> **Problem**
Count the lines in the records below that contain the word "coat" and give only that number.

> **Data shown**

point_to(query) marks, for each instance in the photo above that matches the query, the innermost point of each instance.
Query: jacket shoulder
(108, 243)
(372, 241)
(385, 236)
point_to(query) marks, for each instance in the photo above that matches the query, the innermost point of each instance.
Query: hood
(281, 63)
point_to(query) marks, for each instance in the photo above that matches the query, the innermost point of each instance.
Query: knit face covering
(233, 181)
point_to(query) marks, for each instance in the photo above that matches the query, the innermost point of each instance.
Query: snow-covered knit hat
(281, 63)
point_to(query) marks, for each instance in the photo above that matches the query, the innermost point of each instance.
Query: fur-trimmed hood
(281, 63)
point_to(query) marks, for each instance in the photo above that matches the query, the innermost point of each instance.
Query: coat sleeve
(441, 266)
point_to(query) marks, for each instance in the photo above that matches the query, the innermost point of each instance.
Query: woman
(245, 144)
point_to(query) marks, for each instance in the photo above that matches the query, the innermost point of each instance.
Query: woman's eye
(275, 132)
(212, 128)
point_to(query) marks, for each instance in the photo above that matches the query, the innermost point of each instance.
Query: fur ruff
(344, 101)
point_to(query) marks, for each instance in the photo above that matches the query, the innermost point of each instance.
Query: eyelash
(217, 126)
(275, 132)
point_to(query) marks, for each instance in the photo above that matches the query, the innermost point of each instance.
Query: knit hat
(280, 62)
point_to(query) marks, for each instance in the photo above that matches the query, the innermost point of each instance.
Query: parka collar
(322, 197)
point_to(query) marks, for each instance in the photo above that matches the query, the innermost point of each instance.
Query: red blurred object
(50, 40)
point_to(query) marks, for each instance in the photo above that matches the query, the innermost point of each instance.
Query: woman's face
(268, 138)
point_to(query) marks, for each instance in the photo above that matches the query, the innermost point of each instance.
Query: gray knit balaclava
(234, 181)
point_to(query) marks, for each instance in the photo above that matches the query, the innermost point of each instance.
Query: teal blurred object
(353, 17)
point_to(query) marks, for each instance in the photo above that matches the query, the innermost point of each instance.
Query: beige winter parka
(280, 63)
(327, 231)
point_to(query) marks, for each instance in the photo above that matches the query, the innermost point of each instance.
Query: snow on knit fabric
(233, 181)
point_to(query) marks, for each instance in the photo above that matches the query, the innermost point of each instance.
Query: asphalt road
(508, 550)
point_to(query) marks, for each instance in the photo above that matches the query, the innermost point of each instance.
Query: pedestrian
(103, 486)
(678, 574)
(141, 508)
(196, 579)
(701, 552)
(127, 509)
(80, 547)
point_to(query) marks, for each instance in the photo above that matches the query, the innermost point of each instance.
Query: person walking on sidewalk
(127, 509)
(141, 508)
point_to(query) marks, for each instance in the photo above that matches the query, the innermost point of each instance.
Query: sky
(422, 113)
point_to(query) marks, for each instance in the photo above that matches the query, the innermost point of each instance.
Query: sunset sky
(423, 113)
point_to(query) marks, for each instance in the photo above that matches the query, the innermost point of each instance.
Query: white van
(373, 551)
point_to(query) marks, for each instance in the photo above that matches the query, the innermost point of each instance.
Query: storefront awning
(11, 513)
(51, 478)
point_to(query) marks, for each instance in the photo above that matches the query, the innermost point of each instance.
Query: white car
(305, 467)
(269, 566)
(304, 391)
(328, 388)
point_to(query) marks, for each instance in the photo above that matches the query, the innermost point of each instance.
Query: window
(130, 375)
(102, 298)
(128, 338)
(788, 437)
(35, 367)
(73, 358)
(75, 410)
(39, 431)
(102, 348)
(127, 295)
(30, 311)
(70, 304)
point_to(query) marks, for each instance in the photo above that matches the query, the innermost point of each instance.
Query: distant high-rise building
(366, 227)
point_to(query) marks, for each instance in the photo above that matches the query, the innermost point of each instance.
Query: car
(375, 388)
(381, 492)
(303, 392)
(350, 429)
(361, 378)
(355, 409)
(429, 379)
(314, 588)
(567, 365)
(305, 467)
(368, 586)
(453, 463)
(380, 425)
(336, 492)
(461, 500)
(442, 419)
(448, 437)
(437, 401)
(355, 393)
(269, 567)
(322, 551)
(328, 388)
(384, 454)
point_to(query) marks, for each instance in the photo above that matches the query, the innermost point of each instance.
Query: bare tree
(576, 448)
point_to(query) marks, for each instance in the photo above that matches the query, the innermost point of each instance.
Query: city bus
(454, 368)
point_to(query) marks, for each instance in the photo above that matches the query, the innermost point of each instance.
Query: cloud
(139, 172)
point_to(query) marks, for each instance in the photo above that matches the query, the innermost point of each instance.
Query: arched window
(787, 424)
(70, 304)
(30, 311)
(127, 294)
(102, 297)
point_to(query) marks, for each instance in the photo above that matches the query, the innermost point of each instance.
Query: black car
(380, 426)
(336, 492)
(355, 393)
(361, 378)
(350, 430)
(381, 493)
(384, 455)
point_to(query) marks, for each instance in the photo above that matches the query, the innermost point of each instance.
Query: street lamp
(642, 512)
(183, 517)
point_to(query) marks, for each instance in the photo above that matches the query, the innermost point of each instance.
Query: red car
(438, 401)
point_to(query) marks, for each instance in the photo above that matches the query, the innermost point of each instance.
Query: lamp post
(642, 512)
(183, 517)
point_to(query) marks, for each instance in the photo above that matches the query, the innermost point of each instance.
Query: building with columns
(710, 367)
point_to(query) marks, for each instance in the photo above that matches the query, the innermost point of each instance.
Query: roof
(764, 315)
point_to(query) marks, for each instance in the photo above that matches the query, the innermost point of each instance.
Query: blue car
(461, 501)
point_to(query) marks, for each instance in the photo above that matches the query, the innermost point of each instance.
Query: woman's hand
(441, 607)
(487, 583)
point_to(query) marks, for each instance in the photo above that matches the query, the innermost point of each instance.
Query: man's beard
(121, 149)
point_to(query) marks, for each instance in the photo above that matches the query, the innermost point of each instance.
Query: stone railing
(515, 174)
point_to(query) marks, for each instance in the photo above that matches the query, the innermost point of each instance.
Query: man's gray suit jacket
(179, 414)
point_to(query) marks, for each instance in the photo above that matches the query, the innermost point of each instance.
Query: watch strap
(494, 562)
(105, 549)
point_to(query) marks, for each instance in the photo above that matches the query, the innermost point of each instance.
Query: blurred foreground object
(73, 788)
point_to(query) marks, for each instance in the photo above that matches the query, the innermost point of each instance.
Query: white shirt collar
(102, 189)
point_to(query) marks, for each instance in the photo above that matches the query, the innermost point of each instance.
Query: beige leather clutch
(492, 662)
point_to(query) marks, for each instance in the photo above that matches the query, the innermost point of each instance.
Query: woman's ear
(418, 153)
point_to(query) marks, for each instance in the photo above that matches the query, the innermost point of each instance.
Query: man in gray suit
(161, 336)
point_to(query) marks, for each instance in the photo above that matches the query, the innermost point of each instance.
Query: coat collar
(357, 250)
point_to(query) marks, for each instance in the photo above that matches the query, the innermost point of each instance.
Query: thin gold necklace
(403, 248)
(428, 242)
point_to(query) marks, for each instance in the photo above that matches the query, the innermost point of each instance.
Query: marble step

> **Response to the exercise**
2